_Required action_
Pick up the news article on Healx's AI search for Covid-19 drug combinations right after its last sentence, and keep writing it.

_Document excerpt_
● ● ● ● ● ● ●
Healx trains AI to find Covid-19 combination therapies
Healx is using its artificial intelligence platform to develop drug combinations from approved medicines to help treat Covid-19.
The Cambridge biotech company revealed to the Cambridge Independent on Monday that it has trained its algorithms for the virus, and hopes to have candidates available for testing by the “second half of May”.
Its Healnet platform, which integrates biomedical data from sources around the world, will analyse eight million possible pairs of approved therapies and 10.5 billion potential drug triples, based on the 4,000 approved medicines on the market.
Dr David Brown, Healx chairman and co-founder, said: “We have several algorithms that we use and they need different kinds of data and specific training for the disease that we are working on. That’s the phase we have just completed.
“From next week, we shall be working intensively on the predictions – matching existing safe drugs to this specific disease. That phase usually takes three to four weeks because it’s no longer number-crunching – it’s expert drug discoverers working with the output, trying to understand what it means.”
Healx, which won AI Company of the Year at the 2019 Cambridge Independent Science and Technology Awards, is typically focused on using its platform to find therapies for the 95 per cent of the 7,000 rare diseases without treatments.
CEO Dr Tim Guilliams said the rare disease community was particularly vulnerable to Covid-19.
“They don’t usually have treatments available for their disease, and if you add Covid-19 as a comorbidity, they are the ones most at risk,” he told the Cambridge Independent. “This is one of the reasons we are putting significant resources behind this and trying to do it as quickly as possible. It is urgent.”
The knowledge and data surrounding Covid-19 is growing by the day, he added.
“It’s an example of where, unless you learn machine learning and algorithms to keep track of the literature and the dataset, it’s impossible to keep up,” he said.
Dr Brown, the co-inventor of Viagra, said Healx’s complex knowledge graph was like a black box.
● ● ● ● ● ● ●
_Records supplied_
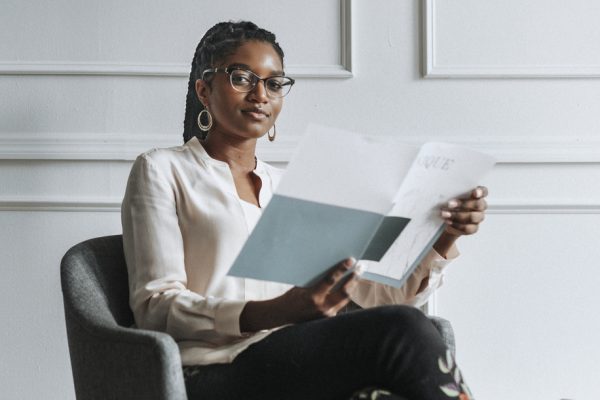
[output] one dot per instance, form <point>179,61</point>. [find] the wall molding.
<point>113,204</point>
<point>343,70</point>
<point>433,69</point>
<point>126,146</point>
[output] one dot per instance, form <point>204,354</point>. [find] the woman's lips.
<point>256,114</point>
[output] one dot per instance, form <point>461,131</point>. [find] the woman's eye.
<point>275,84</point>
<point>241,79</point>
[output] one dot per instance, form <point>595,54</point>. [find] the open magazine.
<point>350,195</point>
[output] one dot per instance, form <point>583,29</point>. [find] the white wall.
<point>86,85</point>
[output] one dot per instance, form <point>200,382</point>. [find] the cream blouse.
<point>183,225</point>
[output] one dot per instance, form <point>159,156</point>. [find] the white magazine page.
<point>439,173</point>
<point>346,169</point>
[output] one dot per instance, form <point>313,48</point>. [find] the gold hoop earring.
<point>203,127</point>
<point>272,137</point>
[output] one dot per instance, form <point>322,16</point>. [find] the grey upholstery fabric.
<point>111,360</point>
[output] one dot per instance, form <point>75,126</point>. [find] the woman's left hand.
<point>462,217</point>
<point>464,214</point>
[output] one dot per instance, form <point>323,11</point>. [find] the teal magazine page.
<point>346,194</point>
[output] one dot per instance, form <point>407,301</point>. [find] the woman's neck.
<point>239,155</point>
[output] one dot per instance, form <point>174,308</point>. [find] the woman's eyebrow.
<point>247,67</point>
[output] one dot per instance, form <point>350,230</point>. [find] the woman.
<point>188,210</point>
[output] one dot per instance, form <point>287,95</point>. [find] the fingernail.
<point>360,268</point>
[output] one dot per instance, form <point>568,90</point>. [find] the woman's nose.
<point>259,91</point>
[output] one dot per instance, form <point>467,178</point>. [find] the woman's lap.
<point>392,347</point>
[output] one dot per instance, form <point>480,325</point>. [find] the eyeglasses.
<point>245,81</point>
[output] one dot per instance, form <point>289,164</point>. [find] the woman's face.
<point>244,115</point>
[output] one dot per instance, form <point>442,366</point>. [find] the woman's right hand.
<point>324,299</point>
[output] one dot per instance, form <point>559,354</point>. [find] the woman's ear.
<point>202,91</point>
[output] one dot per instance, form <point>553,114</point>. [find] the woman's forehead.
<point>259,57</point>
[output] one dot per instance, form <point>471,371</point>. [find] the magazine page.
<point>439,173</point>
<point>336,191</point>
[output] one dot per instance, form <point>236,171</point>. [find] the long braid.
<point>218,43</point>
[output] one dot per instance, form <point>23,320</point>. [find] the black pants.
<point>393,347</point>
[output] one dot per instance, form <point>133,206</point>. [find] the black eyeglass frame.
<point>229,70</point>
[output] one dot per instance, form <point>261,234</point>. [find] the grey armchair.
<point>109,359</point>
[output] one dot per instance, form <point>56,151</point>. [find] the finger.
<point>334,275</point>
<point>466,205</point>
<point>462,229</point>
<point>479,192</point>
<point>341,291</point>
<point>463,217</point>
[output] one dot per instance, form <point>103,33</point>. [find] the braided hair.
<point>218,43</point>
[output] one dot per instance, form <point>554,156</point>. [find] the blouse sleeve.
<point>370,294</point>
<point>154,253</point>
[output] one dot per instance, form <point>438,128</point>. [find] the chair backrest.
<point>94,283</point>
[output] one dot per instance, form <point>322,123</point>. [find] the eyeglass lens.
<point>245,81</point>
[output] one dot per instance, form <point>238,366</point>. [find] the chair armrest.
<point>106,363</point>
<point>444,327</point>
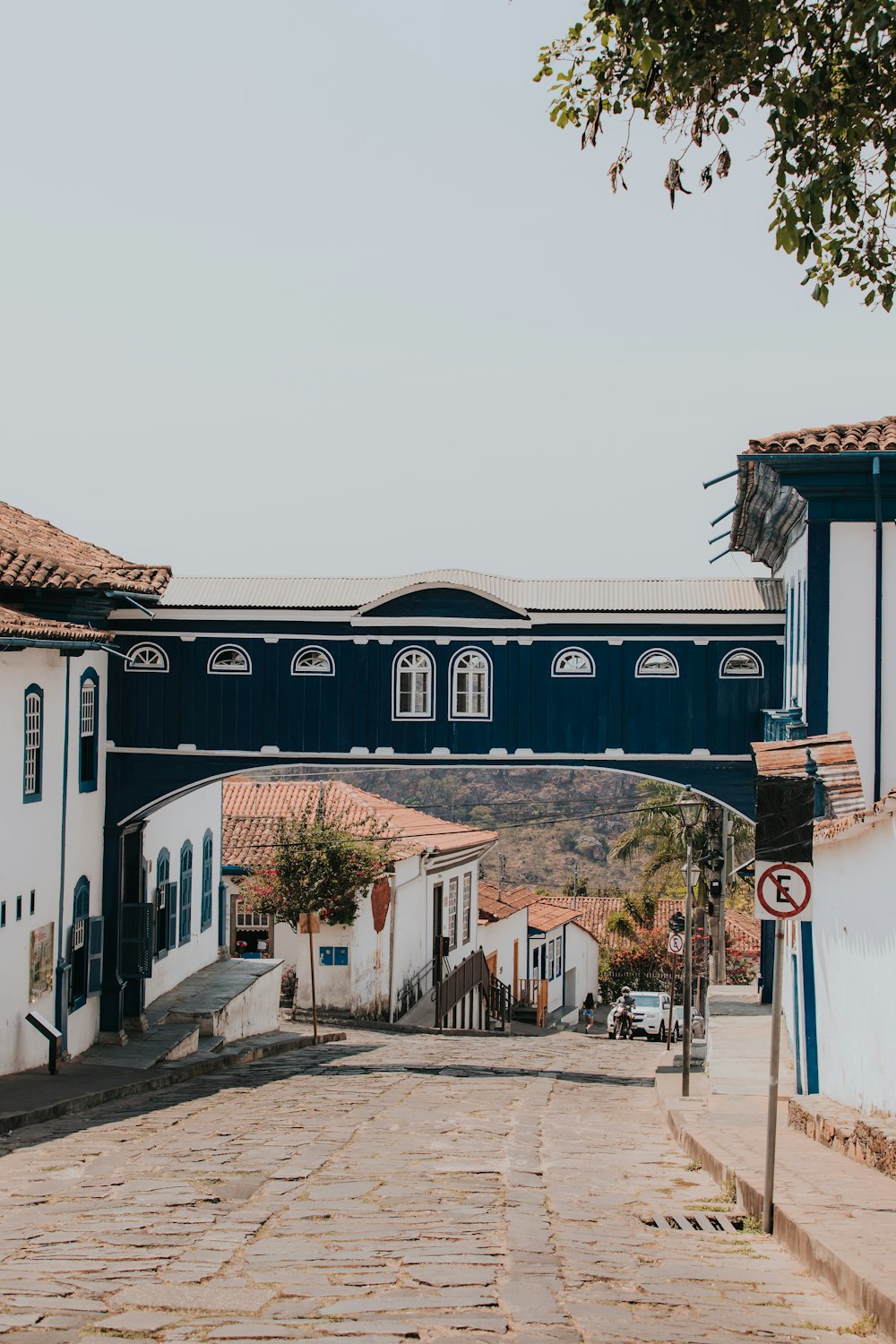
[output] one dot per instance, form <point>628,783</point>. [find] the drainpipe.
<point>879,618</point>
<point>394,911</point>
<point>62,997</point>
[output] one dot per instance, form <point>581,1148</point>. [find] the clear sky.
<point>314,287</point>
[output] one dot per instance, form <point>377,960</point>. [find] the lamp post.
<point>689,809</point>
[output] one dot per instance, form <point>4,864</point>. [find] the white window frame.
<point>228,648</point>
<point>304,652</point>
<point>413,650</point>
<point>34,745</point>
<point>649,653</point>
<point>485,714</point>
<point>145,667</point>
<point>452,886</point>
<point>564,653</point>
<point>742,676</point>
<point>88,709</point>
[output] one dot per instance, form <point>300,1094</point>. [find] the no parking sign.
<point>783,890</point>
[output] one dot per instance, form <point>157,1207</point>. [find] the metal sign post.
<point>783,892</point>
<point>685,988</point>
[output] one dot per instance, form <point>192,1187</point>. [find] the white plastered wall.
<point>185,819</point>
<point>498,937</point>
<point>31,849</point>
<point>855,961</point>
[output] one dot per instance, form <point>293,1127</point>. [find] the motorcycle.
<point>621,1023</point>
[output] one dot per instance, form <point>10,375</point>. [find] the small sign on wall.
<point>40,978</point>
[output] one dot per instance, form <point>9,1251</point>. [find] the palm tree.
<point>638,913</point>
<point>659,835</point>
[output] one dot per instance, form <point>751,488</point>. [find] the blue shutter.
<point>94,954</point>
<point>171,906</point>
<point>207,883</point>
<point>185,892</point>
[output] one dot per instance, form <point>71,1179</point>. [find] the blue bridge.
<point>664,677</point>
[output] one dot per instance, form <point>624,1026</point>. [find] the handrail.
<point>416,986</point>
<point>470,973</point>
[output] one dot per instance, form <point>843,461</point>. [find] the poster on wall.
<point>40,981</point>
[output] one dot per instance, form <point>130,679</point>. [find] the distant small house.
<point>533,938</point>
<point>375,965</point>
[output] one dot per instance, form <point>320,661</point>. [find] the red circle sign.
<point>774,890</point>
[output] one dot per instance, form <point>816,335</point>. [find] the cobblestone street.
<point>387,1187</point>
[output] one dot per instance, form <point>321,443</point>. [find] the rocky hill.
<point>546,817</point>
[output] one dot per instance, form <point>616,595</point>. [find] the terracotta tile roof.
<point>512,900</point>
<point>252,809</point>
<point>592,913</point>
<point>34,554</point>
<point>837,768</point>
<point>866,437</point>
<point>544,913</point>
<point>769,518</point>
<point>546,916</point>
<point>19,625</point>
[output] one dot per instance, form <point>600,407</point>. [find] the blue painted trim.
<point>798,1061</point>
<point>185,894</point>
<point>38,793</point>
<point>809,1007</point>
<point>817,623</point>
<point>89,782</point>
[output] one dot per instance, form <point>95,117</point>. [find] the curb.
<point>818,1255</point>
<point>155,1082</point>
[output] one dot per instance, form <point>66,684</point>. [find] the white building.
<point>533,940</point>
<point>374,967</point>
<point>53,695</point>
<point>182,855</point>
<point>817,505</point>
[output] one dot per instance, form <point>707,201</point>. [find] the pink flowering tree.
<point>320,863</point>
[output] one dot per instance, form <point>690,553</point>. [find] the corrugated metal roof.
<point>834,755</point>
<point>351,594</point>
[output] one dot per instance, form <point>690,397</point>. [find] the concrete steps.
<point>218,1005</point>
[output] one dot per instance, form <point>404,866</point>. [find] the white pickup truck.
<point>651,1016</point>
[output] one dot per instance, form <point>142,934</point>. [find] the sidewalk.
<point>81,1083</point>
<point>834,1215</point>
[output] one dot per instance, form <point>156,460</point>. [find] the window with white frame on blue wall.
<point>32,765</point>
<point>88,734</point>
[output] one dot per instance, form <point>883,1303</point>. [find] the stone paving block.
<point>142,1322</point>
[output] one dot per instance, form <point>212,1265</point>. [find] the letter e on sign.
<point>783,890</point>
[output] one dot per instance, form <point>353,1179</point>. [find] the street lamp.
<point>689,809</point>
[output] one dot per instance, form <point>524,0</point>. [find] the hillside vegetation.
<point>544,817</point>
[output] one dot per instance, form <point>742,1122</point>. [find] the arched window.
<point>185,892</point>
<point>740,663</point>
<point>470,685</point>
<point>413,685</point>
<point>166,906</point>
<point>34,745</point>
<point>314,661</point>
<point>207,881</point>
<point>656,663</point>
<point>230,659</point>
<point>78,945</point>
<point>573,663</point>
<point>88,758</point>
<point>147,658</point>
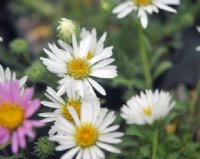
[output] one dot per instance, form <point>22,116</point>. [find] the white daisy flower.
<point>60,105</point>
<point>7,75</point>
<point>147,107</point>
<point>143,7</point>
<point>80,63</point>
<point>198,47</point>
<point>86,138</point>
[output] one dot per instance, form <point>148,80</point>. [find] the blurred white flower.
<point>143,7</point>
<point>79,63</point>
<point>89,134</point>
<point>147,107</point>
<point>198,47</point>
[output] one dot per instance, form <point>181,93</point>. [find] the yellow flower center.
<point>89,55</point>
<point>142,2</point>
<point>11,115</point>
<point>78,68</point>
<point>76,105</point>
<point>147,111</point>
<point>86,135</point>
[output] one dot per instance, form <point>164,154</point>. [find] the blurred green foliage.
<point>162,38</point>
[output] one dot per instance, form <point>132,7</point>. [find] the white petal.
<point>98,87</point>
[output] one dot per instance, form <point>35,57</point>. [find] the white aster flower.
<point>198,47</point>
<point>7,75</point>
<point>147,107</point>
<point>60,105</point>
<point>143,7</point>
<point>86,138</point>
<point>80,63</point>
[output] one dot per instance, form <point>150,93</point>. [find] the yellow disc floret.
<point>76,105</point>
<point>78,68</point>
<point>11,115</point>
<point>147,111</point>
<point>86,135</point>
<point>142,2</point>
<point>89,55</point>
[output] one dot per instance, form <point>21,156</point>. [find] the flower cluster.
<point>80,125</point>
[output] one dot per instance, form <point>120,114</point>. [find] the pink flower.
<point>16,107</point>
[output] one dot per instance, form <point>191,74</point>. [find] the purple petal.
<point>21,137</point>
<point>37,123</point>
<point>29,132</point>
<point>14,143</point>
<point>28,94</point>
<point>15,92</point>
<point>32,108</point>
<point>4,136</point>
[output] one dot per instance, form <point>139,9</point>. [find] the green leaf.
<point>145,151</point>
<point>164,66</point>
<point>156,56</point>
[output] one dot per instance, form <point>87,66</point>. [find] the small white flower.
<point>86,138</point>
<point>147,107</point>
<point>7,75</point>
<point>143,7</point>
<point>198,47</point>
<point>60,105</point>
<point>80,63</point>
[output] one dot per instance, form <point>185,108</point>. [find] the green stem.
<point>154,144</point>
<point>144,58</point>
<point>195,98</point>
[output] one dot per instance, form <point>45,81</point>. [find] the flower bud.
<point>67,28</point>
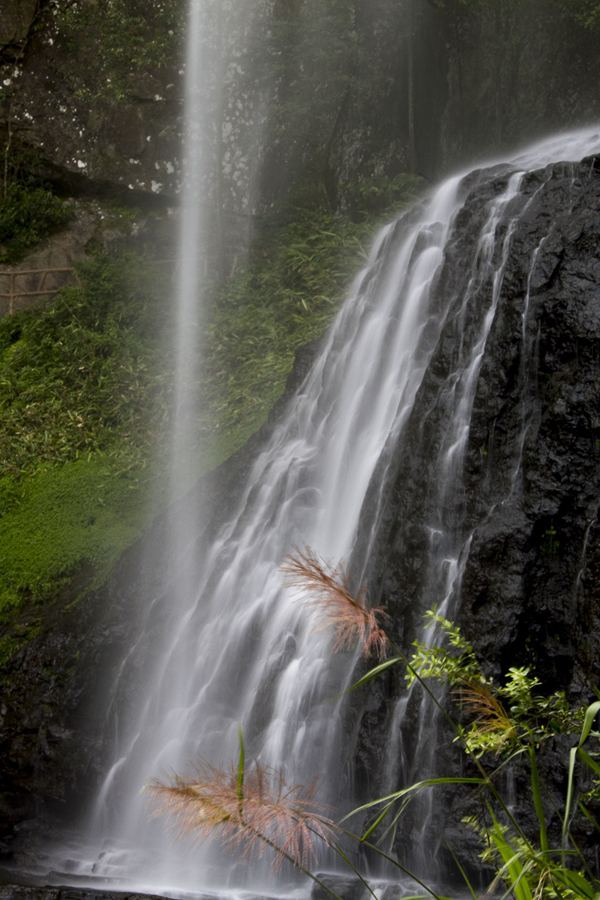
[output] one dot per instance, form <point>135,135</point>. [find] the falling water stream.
<point>237,648</point>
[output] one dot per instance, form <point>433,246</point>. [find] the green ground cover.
<point>84,398</point>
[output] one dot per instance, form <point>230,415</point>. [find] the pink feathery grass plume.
<point>328,589</point>
<point>256,811</point>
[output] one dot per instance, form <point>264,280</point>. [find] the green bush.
<point>27,216</point>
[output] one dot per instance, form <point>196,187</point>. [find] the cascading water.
<point>238,648</point>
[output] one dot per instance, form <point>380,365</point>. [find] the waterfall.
<point>230,643</point>
<point>240,649</point>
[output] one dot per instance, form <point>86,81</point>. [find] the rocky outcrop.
<point>518,520</point>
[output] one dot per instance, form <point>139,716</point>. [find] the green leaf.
<point>570,793</point>
<point>377,670</point>
<point>590,714</point>
<point>418,786</point>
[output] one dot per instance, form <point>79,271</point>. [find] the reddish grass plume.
<point>262,812</point>
<point>327,588</point>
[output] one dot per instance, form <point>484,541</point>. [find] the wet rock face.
<point>522,509</point>
<point>529,489</point>
<point>17,20</point>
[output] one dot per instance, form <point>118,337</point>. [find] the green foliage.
<point>134,38</point>
<point>81,515</point>
<point>497,724</point>
<point>369,196</point>
<point>286,297</point>
<point>28,214</point>
<point>79,375</point>
<point>508,717</point>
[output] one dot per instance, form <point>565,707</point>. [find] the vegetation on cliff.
<point>85,387</point>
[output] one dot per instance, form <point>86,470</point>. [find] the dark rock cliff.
<point>522,512</point>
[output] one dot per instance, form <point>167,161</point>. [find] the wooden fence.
<point>30,283</point>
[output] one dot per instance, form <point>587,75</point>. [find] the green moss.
<point>84,399</point>
<point>73,521</point>
<point>80,376</point>
<point>27,216</point>
<point>286,297</point>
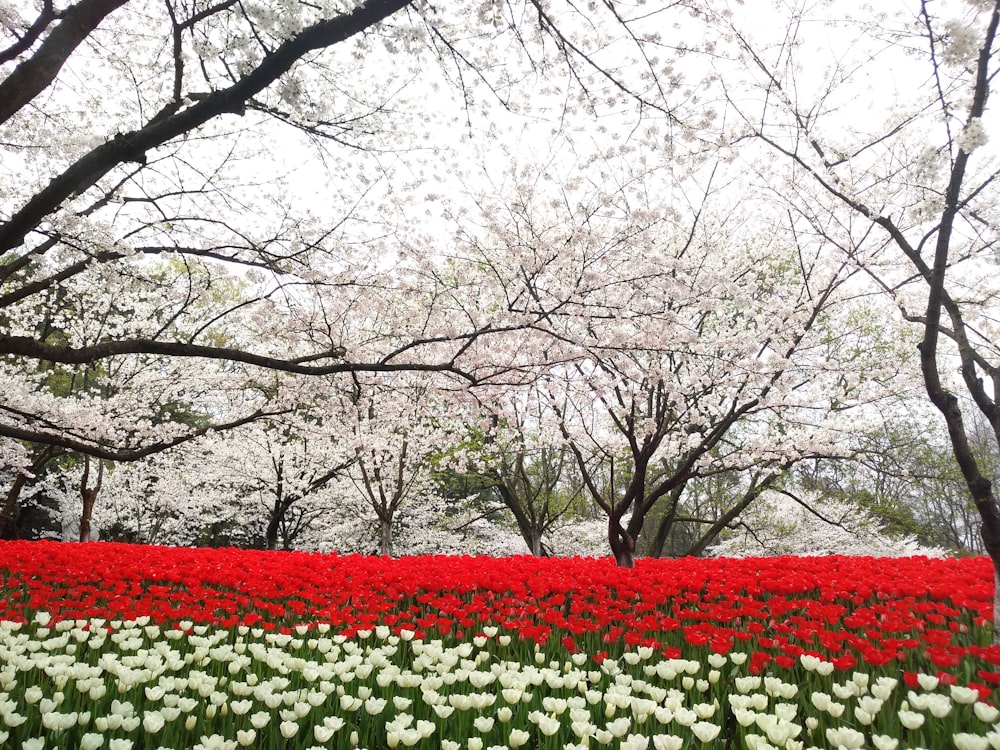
● ● ● ● ● ● ●
_Response below_
“Broadly, you are trying to find a drug that links to a disease, validated by some kind of biochemical pathway and mechanism. It clusters mechanisms and drugs and if you see a big cluster building, that gives you confidence,” he explained.
“Another method uses genetics. We look at how the cell’s DNA expression changes in response to the infection. That kind of data is massive – it requires very heavy computing power but also a lot of human curation of the data going in, because it’s very noisy. It takes us weeks, but we’re finishing that this week.”
The government announced on April 3 that UK hospitals will be involved in the world’s largest Covid-19 clinical trial – one of three it is funding.
In just 15 days, almost 1,000 patients from 132 hospitals were recruited to the randomised RECOVERY trial, which will test drugs including:
- Lopinavir-Ritonavir, commonly used to treat HIV;
- Dexamethasone, a type of steroid used in a range of conditions to reduce inflammation; and
- Hydroxychloroquine, a treatment for malaria.
Dr Brown said the trial, which is led by the University of Oxford, was an illustration of how there were different points to intervene in the infection.
“Hydroxychloroquine and chloroquine act at the very first stage when the virus interacts with a human cell by trying to block that. There are other ways of doing that which we’re looking at as well,” he said.
“Then, once it gets in, the virus gets in and starts to replicate, and that’s what the anti-viral drugs are trying to block, although the clinical data for those doesn’t look too good so far.
“Then you get a cytokine storm, which is where the innate immune system releases lots of biochemicals that cause massive inflammation of the body. Dexamethasone tries to reduce that.
“The reason we talk about drug combinations is that it’s almost certain that one point of intervention is going to be sub-optimal, so hitting in two or three ways is the best thing to do.”
Pre-clinical tests will be carried out once Healx has identified its candidates, before human trials with partner organisations.
Healx is keen to hear from anyone who would like to work with them on the process. The company can be reached by emailing covid19@healx.io.
The company is contacting researchers in Marseille who completed a promising small trial of chloroquine.
“It’s a great example of repurposing and how collaboration can move at things at speed things would never normally move in drug discovery.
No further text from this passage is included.